*Text passage*
Start of Block

For water consumption - you can EASILY install a water "meter" on the autos. We've done that to each of our waterers and can check how many (liters I think) of water has gone through since we last reset it. They're not very expensive and easy to read. I have no sympathy for the folks that didn't check their autos for days and their horses had gone without- SUPER easy to glance/check at the bowls to see if there's water. You have to go out to feed anyway...


----------



## GrandmaC (Jan 17, 2011)

RhineStone said:


> No. There are usually other symptoms that go along with not drinking. The Nelson has an optional water consumption monitor. And the only way you would be able to tell if one was not drinking is if you had all your horses separated with their own individual buckets or waterers with consumption monitors. Horses are herd animals that enjoy each other's company. I'm not about to separate each one just so I can micromanage them.


I realize they're a herd animals and I'm not into the separating and micromanaging, they need to be out during the day

and in the summer on warm nights romping, playing and socializing with one another.

What I am talking about at night in their own stalls and during illness/injury when in a stall, or with a foal by their side or

during bad weather. I realize out in a pasture one has no way to tell who is drinking what.

Meters/Monitors??? LOL boy modern technology has advanced from 10 and 15 yrs back.


----------



## ~Lisa~ (Jan 17, 2011)

I agree with the concern on water intake - frankly not all horses show signs or symptoms that others recognize right away. That is why my horses come in every night so I can see who might be off feed- who is not drinking what is normal amounts for them and who is not passing normal for them amounts of manure. It does make a difference.

I personally believe every horse should get a break from the herd dynamic -those at the bottom seem to prefer being able to eat without worry of being chased away and those at the top seem to enjoy not having to be "on top" all the time.

There are many who are just fine being out 24/7 and many owners who love that.. just know there is nothing wrong with stalling your horses

I realize some here feel stalling horses is some form of cruelty and makes for miserable animals but that is simply not the case.

I did have a friend that quickly and easily added some sort of gauge to her auto waterers in the stalls so she could see who was drinking how much so it can be done

I do have a couple of the insulated buckets where they need to push down the top of the bucket to get water (not really describing it right) but only a couple of them would drink from them.

I for sure agree keep in mind hot weather rather then cold when building a barn good advice





In the end there are a million different ways to do things and the majority of them work so it is just about what you feel comfortable with and your horses thrive with


----------



## GrandmaC (Jan 17, 2011)

~Lisa~ said:


> I agree with the concern on water intake - frankly not all horses show signs or symptoms that others recognize right away. That is why my horses come in every night so I can see who might be off feed- who is not drinking what is normal amounts for them and who is not passing normal for them amounts of manure. It does make a difference.
> 
> I personally believe every horse should get a break from the herd dynamic -those at the bottom seem to prefer being able to eat without worry of being chased away and those at the top seem to enjoy not having to be "on top" all the time.

End of Block

*Given information*

Start of Block

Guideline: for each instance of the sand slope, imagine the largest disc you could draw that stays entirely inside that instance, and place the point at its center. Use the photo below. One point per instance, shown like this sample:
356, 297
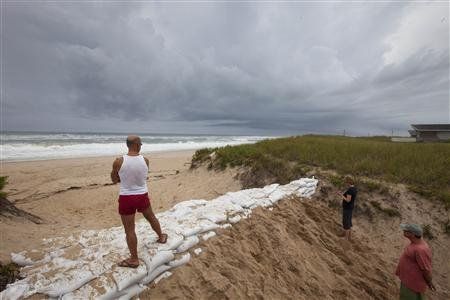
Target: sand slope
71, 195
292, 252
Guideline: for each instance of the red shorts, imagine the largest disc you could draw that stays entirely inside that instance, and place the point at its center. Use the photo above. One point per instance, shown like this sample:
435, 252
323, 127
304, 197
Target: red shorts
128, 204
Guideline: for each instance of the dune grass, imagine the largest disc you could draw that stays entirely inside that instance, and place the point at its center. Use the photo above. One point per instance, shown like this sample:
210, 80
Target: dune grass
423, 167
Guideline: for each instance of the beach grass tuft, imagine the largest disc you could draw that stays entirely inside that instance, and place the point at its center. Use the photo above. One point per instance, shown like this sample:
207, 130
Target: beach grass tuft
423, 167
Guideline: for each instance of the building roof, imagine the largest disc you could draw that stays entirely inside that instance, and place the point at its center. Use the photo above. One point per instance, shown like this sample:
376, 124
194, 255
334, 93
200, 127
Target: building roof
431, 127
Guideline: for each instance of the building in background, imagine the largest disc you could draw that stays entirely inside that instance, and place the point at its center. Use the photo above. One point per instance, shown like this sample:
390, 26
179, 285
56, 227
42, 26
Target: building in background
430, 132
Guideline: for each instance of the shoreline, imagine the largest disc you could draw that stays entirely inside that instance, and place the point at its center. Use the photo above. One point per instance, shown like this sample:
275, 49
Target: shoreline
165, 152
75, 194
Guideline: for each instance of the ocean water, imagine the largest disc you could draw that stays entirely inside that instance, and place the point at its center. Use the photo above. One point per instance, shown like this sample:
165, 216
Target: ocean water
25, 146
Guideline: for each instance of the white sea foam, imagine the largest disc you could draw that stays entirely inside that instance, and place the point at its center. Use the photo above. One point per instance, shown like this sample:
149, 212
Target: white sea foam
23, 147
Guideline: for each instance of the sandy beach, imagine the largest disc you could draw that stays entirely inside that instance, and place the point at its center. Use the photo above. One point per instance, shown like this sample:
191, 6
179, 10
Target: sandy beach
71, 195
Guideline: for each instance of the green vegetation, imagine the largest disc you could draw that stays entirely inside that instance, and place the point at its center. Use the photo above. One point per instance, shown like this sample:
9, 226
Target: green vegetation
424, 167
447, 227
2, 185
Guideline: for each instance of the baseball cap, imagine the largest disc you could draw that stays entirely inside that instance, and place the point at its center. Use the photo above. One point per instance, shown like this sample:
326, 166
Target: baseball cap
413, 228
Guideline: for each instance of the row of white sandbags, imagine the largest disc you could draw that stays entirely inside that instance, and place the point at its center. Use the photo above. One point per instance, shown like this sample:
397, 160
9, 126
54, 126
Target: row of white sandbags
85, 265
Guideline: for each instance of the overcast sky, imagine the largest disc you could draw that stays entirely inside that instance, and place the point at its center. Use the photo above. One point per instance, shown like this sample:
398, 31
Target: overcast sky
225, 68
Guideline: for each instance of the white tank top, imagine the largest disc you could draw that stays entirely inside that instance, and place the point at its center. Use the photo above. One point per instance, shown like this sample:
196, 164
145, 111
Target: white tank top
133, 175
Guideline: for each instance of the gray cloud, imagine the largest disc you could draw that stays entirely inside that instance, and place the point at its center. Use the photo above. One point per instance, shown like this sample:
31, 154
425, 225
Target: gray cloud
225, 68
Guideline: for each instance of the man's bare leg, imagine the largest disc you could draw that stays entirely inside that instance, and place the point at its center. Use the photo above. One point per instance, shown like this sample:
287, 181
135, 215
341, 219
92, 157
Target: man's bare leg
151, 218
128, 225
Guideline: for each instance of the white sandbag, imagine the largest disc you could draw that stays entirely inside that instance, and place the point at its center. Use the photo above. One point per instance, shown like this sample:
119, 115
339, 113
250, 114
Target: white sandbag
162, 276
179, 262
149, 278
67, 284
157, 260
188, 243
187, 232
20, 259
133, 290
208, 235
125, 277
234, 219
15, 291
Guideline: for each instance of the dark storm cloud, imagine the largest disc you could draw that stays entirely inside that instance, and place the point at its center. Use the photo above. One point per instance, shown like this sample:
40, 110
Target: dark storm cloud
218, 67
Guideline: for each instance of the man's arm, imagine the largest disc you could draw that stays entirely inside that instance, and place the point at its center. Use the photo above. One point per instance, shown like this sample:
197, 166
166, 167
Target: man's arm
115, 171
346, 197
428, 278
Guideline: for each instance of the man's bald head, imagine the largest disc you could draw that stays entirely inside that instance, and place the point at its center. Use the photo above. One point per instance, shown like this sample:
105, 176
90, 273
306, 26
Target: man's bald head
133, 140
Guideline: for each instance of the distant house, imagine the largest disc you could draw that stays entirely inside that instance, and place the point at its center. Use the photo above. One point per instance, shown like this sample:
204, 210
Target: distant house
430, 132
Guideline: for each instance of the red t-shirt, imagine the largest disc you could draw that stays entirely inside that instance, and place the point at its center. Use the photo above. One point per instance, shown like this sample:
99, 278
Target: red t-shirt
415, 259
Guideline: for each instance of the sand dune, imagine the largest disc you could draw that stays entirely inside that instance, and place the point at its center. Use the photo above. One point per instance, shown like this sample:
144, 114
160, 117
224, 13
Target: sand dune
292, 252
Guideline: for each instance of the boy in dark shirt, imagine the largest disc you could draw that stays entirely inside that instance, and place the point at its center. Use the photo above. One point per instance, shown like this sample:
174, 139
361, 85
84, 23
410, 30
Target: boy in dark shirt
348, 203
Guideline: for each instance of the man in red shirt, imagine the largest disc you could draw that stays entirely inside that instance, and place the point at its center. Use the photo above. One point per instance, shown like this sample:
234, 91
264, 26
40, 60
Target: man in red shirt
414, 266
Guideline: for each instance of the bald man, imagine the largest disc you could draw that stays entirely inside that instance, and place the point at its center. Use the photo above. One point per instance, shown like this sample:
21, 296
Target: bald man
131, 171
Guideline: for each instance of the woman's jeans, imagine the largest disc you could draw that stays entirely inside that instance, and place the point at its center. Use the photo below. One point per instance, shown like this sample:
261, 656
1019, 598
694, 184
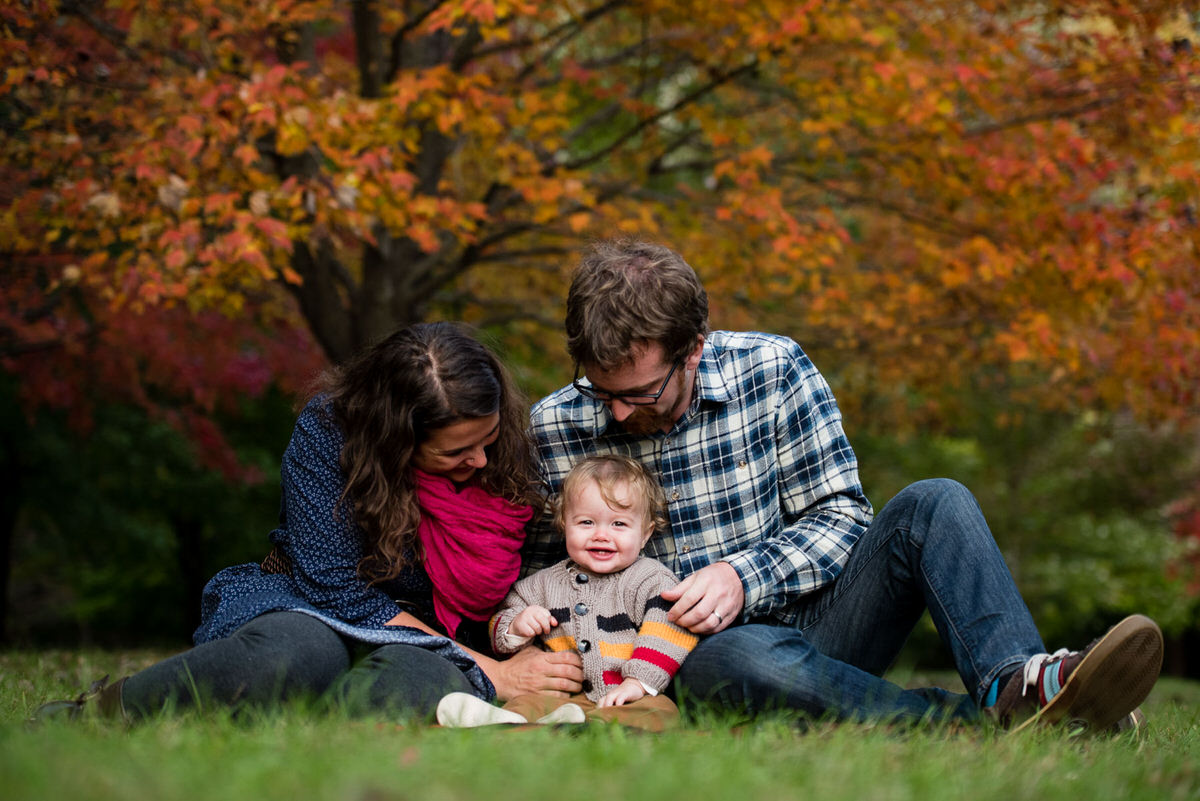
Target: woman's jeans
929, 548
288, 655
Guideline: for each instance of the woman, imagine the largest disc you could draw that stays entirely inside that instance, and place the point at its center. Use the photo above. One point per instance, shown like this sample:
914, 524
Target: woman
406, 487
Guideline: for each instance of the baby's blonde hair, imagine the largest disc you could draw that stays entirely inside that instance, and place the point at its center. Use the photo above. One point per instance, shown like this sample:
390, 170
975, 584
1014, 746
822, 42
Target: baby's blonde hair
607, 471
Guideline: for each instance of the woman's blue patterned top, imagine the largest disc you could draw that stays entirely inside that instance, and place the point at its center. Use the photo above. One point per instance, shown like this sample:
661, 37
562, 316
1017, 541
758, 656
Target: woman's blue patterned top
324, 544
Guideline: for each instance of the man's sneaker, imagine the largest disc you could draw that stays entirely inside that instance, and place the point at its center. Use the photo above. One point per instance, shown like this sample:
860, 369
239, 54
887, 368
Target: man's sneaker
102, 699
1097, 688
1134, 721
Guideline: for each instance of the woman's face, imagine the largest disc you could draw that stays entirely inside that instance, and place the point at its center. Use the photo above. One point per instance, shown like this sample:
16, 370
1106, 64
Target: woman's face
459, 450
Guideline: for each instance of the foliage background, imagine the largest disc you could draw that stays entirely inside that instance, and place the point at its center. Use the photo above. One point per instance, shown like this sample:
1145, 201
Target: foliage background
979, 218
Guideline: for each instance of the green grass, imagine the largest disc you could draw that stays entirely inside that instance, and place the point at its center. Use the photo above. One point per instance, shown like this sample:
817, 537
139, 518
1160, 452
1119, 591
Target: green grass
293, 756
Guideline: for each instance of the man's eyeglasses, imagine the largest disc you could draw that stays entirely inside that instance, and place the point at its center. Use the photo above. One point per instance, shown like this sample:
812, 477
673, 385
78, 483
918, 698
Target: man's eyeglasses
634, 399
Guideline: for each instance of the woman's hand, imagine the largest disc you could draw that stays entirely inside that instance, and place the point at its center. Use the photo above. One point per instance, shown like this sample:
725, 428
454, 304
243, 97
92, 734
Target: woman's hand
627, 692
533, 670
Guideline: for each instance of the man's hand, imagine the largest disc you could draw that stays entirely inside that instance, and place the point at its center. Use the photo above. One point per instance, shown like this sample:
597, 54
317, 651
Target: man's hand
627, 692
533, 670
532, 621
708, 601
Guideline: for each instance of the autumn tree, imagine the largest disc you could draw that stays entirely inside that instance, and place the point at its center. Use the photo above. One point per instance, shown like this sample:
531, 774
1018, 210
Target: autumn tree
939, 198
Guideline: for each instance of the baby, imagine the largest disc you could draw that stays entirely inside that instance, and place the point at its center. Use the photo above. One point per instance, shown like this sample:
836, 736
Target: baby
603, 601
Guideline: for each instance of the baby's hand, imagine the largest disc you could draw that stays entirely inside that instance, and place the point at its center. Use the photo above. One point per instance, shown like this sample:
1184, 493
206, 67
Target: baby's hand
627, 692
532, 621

End of Block

*Exercise requirements*
**a)** Answer from the forum thread on horse waterers:
(i) In RhineStone's quoted post, which waterer has an optional water consumption monitor?
(ii) What three things does ~Lisa~ watch for by bringing her horses in every night?
(iii) According to ~Lisa~, how many of her horses would drink from the insulated buckets?
**b)** Write the next part of the forum thread on horse waterers, picking up after its final line.

*Answers in order*
**a)**
(i) The Nelson.
(ii) Who might be off feed, who is not drinking normal amounts, and who is not passing normal amounts of manure.
(iii) Only a couple of them.

**b)**
I've (many many years back) have worked for a well known top QH ranch in OK and 2 well known Arab farm/stables in WA.

I did a 8 to 9 pm check and a before bed walk through and many owners sang mine and my husbands praises for catching a colic early on. (these were large facilities

so with 60 to 70 horses it was in the odds to have a colic occasionally.( stress, training, leaving for shows, much activity and change

Seemed like everyone had a different type of hay, different amount, different grains and feed and a ton of various supplements)





But when I got up and started feeding at 6 am and noticed someone had a full water bucket? It made me keep a closer eye on their water consumption.

If a bucket is topped off after night feeding and at 8 pm and 11 pm and 6 am they have not drank? Well we would tend to keep an extra close eye out on them.

I personally like the out during the day (and some warm evening)

and in a stall at night or when ill / injured ( a stall with own turn out) and the week I usually keep a mare and newborn foal inside (with own turn out) and in bad stormy weather.


----------



## gvpalominominis (Jan 17, 2011)

Sandee said:


> Oh, so wish I had turnouts from each stall or a roof that extended out into a dry lot but the pole building was already built when we moved in. We just added stalls and ceiling fans over each one. First one is 12x 12 as we had a big horse first then the second picture is 8 x8 for the minis which I find a bit on the small side. If I had it all to do over I'd go for 10 x 10 stalls with a door to the outside for each one to a dry lot some sort of shade. As for the indoor exersice area well, that's a dream that I'll never get but it sure would be nice. Especially since we have so much snow in Wisconsin.


These look great... I'm envious. Of course if it was here right now... the cement floors would be all wet from the moisture in the air... = )


----------



## MountainMeadows (Jan 17, 2011)

Hi CJ - isn't it fun to see all the different barn layouts - I drool over many of them.

Our barn is set up on 12 x 12 stalls that are split "length-wise" (from aisle to back wall) with 2 x 6" rails that are dropped into a u-channel. Each 12 x 12 has 2 doors at the front aisle, so that when I convert to 6 x 12 each stall has an individual door (way easier for cleaning stalls). If I wanted to, I could pull all the dividers out and have a super long stall that is 12 deep x 72 ft long (I actually have done this on years when we have had tons of snow and I have been reluctant to put the babies out in deep snow drifts and leave them for the day while I am a work)

My stall walls are all short also, but can be made taller by adding more dividers - the front doors however are all about 32" tall - and if a horse really wants to they can jump out into the aisle, but the rarely do - even the studs are happy campers and I have never had a stallion jump out (better knock on wood - there is always a first time



)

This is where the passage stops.